- Tasks for this exercise -
**A.** Please answer these questions about the Diane Srivastava profile:
(i) At which institution did she earn her PhD?
(ii) In what year did UBC name her a Distinguished University Professor?
(iii) How many researchers belong to the Bromeliad Working Group?
**B.** Write what follows the last sentence of the Diane Srivastava profile.

Diane Srivastava
Wall Scholar
Dr. Diane Srivastava studies the interactions between species in food webs, how species are able to co-exist, and how the diversity and composition of ecological communities affects the way that ecosystems function. She has particular interests in tropical biodiversity and conservation, although her career has also included research in Nova Scotian lakes (BSc, Dalhousie University), Arctic saltmarshes (MSc, University of Toronto), and British woodlands (PhD, Imperial College, London).
She is the author of 130 peer reviewed publications and is featured in three biology textbooks. She is a recipient of a Killam Research Fellowship (2007), and an E.W.R Steacie Memorial fellowship (2010), an award given annually to the top six scientists under 40 in Canada. In 2021 UBC named her a Distinguished University Professor. She is Director of the Canadian Institute of Ecology and Evolution and PI of the Living Data Project, a NSERC CREATE graduate training program. In 2011 she formed the Bromeliad Working Group, an international consortium of over 30 researchers working throughout Central and South America on the same ecological system.

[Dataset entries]

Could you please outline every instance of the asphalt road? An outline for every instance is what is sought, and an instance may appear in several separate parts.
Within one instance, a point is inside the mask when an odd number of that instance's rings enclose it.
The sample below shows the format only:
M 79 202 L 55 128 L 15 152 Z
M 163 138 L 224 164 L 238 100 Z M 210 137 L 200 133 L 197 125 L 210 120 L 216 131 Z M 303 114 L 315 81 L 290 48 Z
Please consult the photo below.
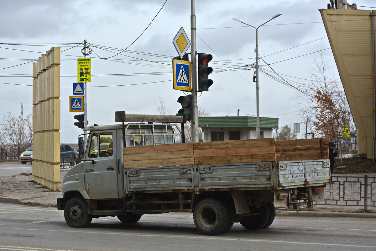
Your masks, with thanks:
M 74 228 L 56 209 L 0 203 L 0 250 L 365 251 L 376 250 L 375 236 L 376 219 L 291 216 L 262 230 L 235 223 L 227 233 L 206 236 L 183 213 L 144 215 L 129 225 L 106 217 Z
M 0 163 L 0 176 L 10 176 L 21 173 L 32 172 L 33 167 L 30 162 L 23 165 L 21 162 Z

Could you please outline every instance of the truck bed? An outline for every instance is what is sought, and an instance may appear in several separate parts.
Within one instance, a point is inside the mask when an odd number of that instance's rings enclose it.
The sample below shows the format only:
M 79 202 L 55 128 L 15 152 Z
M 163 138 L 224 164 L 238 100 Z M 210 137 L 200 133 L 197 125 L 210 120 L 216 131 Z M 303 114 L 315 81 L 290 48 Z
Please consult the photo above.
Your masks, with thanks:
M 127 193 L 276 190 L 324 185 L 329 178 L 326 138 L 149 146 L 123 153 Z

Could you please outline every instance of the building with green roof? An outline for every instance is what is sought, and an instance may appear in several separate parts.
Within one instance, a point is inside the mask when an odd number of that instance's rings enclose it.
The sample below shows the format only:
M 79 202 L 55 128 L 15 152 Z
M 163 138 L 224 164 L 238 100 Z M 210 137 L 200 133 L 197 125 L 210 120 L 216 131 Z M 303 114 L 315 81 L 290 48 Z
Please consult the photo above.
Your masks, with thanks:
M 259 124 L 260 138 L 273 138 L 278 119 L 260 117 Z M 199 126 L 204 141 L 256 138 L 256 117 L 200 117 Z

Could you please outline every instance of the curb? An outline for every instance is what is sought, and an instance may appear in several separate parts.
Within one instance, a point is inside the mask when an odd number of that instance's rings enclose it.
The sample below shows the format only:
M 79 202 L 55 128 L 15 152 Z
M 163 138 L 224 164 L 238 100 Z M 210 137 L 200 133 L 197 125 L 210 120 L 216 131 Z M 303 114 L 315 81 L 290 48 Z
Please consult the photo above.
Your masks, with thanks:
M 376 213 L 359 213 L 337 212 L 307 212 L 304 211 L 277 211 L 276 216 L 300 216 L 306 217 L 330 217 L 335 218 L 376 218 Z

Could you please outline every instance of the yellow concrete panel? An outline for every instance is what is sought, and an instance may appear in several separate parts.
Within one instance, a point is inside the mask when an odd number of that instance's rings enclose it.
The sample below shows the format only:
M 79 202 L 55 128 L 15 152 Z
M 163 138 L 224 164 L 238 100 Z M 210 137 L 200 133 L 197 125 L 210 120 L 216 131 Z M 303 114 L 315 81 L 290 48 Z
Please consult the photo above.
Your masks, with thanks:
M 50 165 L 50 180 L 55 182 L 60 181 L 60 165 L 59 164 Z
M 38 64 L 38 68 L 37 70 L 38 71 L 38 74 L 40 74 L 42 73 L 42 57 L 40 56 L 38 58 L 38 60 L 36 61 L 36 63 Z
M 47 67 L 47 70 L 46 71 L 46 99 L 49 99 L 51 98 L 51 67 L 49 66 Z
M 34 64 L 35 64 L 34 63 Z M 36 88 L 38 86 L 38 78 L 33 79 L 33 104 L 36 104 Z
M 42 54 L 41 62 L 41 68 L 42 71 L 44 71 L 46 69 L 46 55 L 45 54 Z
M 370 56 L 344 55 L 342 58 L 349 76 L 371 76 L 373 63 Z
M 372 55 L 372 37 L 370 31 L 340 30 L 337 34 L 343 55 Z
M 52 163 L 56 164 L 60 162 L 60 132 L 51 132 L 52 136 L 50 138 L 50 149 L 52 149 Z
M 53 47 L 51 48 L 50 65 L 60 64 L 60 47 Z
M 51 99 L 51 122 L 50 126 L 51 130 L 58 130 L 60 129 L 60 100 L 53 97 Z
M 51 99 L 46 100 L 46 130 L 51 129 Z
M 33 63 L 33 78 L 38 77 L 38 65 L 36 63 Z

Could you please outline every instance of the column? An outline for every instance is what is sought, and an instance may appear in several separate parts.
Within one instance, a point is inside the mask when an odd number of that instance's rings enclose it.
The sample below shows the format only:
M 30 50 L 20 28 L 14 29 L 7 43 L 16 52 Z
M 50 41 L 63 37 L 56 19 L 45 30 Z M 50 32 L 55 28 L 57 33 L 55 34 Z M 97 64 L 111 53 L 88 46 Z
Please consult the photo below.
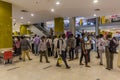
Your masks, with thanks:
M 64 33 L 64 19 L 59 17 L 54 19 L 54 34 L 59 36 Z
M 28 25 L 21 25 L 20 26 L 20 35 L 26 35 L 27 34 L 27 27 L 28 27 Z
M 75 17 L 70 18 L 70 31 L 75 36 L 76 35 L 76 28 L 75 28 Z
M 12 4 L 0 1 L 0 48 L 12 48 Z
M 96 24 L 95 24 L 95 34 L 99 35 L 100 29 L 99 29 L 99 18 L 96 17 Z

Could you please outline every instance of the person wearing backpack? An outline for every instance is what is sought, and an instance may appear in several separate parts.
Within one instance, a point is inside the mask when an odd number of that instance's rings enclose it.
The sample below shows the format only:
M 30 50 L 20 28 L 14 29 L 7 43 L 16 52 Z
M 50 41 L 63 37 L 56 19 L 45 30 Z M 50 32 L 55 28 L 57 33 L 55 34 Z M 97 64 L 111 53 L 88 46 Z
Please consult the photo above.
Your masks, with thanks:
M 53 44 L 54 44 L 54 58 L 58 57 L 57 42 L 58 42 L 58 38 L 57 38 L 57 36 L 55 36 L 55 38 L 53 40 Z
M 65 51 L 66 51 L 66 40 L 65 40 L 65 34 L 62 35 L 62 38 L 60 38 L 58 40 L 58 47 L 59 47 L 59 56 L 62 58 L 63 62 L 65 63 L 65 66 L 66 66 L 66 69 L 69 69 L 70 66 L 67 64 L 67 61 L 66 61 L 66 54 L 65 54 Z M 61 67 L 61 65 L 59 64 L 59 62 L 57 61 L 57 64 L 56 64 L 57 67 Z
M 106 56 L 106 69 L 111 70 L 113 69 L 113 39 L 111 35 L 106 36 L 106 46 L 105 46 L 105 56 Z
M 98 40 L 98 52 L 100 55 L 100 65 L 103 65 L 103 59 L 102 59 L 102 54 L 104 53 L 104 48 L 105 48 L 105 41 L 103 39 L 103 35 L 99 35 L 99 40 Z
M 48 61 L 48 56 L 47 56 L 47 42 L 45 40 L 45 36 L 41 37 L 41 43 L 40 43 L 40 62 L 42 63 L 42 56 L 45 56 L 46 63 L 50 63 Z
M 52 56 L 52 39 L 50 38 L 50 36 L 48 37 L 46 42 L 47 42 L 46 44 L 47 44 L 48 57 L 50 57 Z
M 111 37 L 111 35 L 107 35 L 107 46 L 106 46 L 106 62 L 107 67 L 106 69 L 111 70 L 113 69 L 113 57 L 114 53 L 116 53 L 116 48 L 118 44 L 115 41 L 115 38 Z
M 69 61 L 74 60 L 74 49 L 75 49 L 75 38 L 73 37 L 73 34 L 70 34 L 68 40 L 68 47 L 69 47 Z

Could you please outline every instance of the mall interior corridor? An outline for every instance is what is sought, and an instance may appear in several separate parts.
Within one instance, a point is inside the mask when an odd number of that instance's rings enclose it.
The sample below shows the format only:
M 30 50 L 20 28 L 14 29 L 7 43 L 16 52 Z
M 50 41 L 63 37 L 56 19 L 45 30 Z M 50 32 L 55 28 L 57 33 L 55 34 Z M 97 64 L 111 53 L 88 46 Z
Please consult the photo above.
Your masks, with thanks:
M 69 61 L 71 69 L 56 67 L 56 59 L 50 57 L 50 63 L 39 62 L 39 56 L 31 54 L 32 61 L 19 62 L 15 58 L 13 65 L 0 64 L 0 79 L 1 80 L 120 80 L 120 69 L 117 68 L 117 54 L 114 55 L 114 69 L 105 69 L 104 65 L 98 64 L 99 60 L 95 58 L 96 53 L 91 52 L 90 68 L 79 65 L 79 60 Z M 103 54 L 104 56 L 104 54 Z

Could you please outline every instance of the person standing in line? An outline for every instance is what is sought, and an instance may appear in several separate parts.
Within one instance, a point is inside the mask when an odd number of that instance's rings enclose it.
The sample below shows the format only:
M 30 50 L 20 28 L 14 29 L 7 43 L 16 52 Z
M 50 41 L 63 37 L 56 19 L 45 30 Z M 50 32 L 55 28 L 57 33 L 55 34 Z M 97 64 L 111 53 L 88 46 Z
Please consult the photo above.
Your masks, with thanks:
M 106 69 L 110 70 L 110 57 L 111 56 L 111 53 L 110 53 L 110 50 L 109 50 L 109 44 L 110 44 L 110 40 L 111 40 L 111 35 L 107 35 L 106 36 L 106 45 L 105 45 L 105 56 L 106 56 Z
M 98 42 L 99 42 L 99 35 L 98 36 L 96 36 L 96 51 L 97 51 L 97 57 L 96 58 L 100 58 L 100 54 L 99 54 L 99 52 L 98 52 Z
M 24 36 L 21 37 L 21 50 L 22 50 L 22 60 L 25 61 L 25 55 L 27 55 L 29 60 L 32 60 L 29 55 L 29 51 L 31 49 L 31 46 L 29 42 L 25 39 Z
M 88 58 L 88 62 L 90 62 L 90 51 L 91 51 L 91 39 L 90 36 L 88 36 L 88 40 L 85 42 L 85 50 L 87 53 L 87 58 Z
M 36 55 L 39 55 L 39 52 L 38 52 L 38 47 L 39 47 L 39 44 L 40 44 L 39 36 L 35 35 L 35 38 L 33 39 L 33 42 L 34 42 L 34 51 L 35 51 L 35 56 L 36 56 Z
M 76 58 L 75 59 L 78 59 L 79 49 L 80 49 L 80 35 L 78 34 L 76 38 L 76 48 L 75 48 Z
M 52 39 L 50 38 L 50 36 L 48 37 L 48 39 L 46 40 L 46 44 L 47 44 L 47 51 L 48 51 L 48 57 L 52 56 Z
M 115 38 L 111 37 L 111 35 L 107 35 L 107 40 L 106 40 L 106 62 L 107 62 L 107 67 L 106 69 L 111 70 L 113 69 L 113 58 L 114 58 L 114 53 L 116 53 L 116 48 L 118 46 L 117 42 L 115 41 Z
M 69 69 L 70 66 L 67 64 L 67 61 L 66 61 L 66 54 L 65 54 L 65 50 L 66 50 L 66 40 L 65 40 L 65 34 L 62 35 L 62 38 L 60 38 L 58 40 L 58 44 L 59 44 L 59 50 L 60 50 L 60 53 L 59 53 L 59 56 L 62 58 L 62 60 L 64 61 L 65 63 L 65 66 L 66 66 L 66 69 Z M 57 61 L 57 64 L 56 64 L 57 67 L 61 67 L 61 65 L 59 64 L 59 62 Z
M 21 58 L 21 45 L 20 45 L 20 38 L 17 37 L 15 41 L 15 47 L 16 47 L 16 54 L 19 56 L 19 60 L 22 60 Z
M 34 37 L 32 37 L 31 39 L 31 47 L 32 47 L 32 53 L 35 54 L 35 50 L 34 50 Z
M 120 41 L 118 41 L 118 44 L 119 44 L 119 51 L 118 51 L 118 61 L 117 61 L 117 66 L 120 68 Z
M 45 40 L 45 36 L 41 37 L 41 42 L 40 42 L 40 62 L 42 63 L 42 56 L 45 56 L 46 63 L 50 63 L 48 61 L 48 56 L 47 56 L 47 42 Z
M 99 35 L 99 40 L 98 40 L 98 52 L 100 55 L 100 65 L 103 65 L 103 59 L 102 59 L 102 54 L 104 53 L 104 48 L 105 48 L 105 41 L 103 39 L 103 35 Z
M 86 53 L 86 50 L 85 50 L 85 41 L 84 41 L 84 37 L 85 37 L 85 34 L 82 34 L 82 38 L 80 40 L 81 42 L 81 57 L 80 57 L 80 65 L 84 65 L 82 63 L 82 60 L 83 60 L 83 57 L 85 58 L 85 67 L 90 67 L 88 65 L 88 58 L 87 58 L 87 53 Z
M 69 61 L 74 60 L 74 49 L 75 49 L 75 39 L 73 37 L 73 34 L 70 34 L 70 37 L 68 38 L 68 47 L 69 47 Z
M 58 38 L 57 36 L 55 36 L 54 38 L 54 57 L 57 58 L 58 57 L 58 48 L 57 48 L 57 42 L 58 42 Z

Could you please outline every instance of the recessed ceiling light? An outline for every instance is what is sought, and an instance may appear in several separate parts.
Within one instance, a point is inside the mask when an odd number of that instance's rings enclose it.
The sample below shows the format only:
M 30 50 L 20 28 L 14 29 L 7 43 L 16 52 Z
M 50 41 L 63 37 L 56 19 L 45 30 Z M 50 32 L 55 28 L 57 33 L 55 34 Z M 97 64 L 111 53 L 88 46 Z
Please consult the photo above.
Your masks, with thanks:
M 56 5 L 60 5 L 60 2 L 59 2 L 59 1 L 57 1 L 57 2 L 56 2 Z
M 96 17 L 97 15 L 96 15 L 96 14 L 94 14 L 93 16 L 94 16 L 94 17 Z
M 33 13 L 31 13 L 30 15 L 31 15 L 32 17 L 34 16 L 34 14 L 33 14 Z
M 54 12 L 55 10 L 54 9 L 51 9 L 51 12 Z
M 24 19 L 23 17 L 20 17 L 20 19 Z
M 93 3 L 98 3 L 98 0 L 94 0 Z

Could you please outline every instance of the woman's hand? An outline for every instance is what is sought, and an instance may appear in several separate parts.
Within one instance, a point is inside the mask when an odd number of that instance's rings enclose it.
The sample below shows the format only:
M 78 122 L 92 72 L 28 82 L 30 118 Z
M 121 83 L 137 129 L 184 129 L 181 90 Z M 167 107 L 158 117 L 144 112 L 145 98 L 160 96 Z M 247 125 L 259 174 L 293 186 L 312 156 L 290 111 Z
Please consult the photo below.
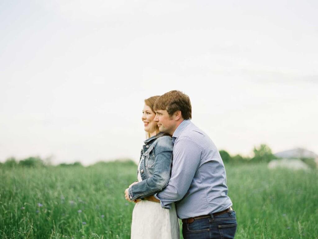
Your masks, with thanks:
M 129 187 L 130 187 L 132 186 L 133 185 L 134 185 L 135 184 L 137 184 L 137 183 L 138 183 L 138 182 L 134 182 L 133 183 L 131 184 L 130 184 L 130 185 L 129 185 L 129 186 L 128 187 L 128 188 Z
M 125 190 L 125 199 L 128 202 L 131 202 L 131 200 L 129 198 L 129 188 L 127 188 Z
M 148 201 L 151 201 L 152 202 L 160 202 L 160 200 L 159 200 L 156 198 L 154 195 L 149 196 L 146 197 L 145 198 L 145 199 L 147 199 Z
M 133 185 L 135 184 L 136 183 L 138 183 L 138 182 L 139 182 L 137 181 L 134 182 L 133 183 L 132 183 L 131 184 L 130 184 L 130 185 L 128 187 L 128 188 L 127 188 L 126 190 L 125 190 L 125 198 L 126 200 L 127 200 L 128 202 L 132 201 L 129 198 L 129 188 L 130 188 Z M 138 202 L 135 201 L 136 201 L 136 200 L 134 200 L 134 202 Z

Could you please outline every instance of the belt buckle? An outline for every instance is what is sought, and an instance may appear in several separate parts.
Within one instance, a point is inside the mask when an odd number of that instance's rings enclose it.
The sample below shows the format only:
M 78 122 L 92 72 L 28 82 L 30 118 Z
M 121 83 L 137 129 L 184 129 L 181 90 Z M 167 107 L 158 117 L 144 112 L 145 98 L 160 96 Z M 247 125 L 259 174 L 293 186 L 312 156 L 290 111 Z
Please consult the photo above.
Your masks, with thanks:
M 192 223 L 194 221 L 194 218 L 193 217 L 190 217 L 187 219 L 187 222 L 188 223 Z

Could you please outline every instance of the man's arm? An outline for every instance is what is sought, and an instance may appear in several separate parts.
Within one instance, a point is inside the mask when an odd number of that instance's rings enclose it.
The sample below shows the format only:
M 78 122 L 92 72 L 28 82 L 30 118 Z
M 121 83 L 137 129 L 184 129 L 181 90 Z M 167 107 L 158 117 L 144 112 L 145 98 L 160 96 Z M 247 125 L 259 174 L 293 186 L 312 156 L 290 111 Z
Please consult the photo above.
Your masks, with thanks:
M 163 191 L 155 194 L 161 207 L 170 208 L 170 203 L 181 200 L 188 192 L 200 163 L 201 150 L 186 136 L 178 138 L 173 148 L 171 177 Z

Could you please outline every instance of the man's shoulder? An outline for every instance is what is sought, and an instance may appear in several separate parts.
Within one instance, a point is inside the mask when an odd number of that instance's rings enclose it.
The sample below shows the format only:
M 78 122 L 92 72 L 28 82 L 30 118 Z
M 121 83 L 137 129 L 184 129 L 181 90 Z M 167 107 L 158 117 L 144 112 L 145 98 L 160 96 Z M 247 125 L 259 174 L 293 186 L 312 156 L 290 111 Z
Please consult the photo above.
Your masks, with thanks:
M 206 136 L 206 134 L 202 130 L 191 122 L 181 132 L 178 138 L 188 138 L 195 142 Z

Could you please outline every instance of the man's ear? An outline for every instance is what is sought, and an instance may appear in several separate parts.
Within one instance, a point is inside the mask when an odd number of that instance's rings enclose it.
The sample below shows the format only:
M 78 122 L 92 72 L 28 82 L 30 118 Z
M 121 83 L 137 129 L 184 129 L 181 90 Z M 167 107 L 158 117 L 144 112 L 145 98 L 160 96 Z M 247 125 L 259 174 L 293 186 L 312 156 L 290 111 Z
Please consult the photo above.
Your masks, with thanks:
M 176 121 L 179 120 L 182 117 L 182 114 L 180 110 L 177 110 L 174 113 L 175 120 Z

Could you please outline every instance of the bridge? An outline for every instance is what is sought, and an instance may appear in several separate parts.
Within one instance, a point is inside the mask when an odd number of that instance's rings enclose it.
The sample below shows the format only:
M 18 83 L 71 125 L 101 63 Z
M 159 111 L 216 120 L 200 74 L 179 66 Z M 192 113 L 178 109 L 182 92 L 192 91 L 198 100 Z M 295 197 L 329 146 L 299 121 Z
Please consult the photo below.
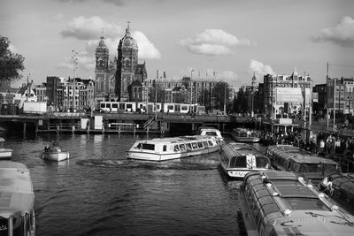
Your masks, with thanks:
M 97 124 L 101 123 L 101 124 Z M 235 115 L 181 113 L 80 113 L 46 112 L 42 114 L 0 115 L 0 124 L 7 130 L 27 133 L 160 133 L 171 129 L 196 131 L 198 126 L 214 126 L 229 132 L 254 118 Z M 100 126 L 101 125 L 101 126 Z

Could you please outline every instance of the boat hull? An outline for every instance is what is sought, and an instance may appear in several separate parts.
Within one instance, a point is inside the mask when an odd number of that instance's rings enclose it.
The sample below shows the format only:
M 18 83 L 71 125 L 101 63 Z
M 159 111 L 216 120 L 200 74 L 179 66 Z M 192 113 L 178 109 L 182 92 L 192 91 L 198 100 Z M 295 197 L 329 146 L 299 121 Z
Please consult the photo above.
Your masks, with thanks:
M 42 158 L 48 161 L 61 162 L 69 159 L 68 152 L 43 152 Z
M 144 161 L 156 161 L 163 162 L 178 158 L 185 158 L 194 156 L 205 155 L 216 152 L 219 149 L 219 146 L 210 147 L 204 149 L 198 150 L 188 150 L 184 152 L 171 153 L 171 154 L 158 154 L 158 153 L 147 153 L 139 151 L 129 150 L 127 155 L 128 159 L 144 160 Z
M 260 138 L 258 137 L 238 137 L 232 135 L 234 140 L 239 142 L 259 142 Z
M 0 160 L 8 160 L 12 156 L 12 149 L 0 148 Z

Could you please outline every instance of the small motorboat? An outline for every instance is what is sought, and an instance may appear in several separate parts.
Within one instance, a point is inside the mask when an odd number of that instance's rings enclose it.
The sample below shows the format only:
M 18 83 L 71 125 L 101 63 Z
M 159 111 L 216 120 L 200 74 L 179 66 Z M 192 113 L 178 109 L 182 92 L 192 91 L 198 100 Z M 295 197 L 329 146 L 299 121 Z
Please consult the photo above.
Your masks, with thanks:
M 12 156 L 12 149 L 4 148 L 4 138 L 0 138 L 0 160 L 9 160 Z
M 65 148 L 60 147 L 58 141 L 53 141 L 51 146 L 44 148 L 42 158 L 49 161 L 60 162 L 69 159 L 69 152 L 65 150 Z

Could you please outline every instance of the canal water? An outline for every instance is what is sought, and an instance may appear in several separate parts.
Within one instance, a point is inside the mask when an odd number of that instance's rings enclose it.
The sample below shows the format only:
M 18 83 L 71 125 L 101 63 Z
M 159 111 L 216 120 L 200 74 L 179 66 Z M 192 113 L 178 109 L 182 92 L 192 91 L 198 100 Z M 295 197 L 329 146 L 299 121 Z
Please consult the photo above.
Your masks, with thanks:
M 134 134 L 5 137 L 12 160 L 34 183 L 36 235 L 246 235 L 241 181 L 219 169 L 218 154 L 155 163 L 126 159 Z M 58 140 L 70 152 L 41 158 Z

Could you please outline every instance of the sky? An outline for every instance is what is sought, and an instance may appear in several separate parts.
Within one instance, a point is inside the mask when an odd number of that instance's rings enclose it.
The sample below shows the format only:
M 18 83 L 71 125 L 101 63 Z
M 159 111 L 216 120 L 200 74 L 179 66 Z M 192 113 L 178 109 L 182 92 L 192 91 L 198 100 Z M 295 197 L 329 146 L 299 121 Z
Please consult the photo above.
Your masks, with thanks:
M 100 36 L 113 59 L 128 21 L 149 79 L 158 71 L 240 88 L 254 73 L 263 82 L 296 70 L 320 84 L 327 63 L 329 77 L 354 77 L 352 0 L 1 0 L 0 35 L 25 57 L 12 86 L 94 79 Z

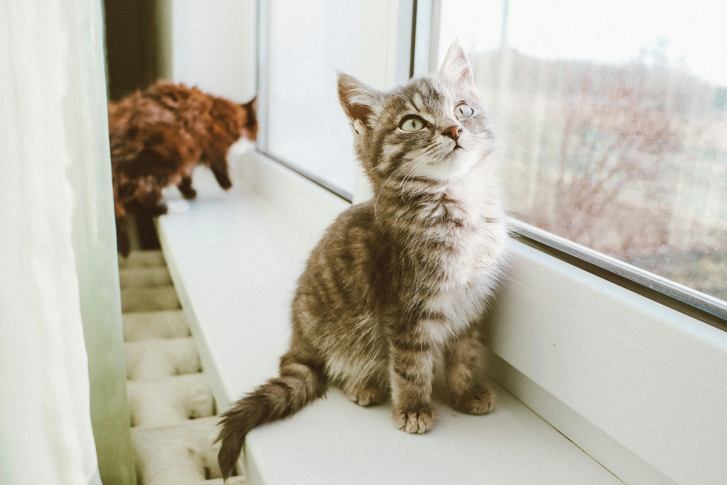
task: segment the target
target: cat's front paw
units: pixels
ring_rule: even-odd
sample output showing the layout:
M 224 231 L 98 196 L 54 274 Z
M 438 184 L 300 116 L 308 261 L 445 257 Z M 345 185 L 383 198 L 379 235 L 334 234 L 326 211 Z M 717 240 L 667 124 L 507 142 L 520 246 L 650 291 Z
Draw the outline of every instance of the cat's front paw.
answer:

- Answers by item -
**A.**
(i) Imperial College, London
(ii) 2021
(iii) Over 30

**B.**
Primary Recipient Awards
Project: Assessing Effects of Changing Rainfall Patterns on Costa Rican Biodiversity with a Sentinel System
Working with several international universities and a local conservation agency in Costa Rica, this project brings together methods from field ecology, physiology, hydrology, remote sensing and climate modeling to examine the impacts of reduced and more variable rainfall across the region.
“So far, research on the ecological effects of climate change has been overwhelmingly focused on the effects of warming on terrestrial ecosystems in the Global North. This project addresses this disparity by focusing instead on effects of precipitation change on aquatic ecosystems in the Global South.”
During the course of her Wall Scholar Research Award, she will utilize the Bromeliad Working Group database to explore how the composition and functioning of ecological communities is influenced by the much larger scale processes of continental dispersal and speciation. This question requires uniting the traditionally disparate fields of ecology, phylogenetics and biogeography.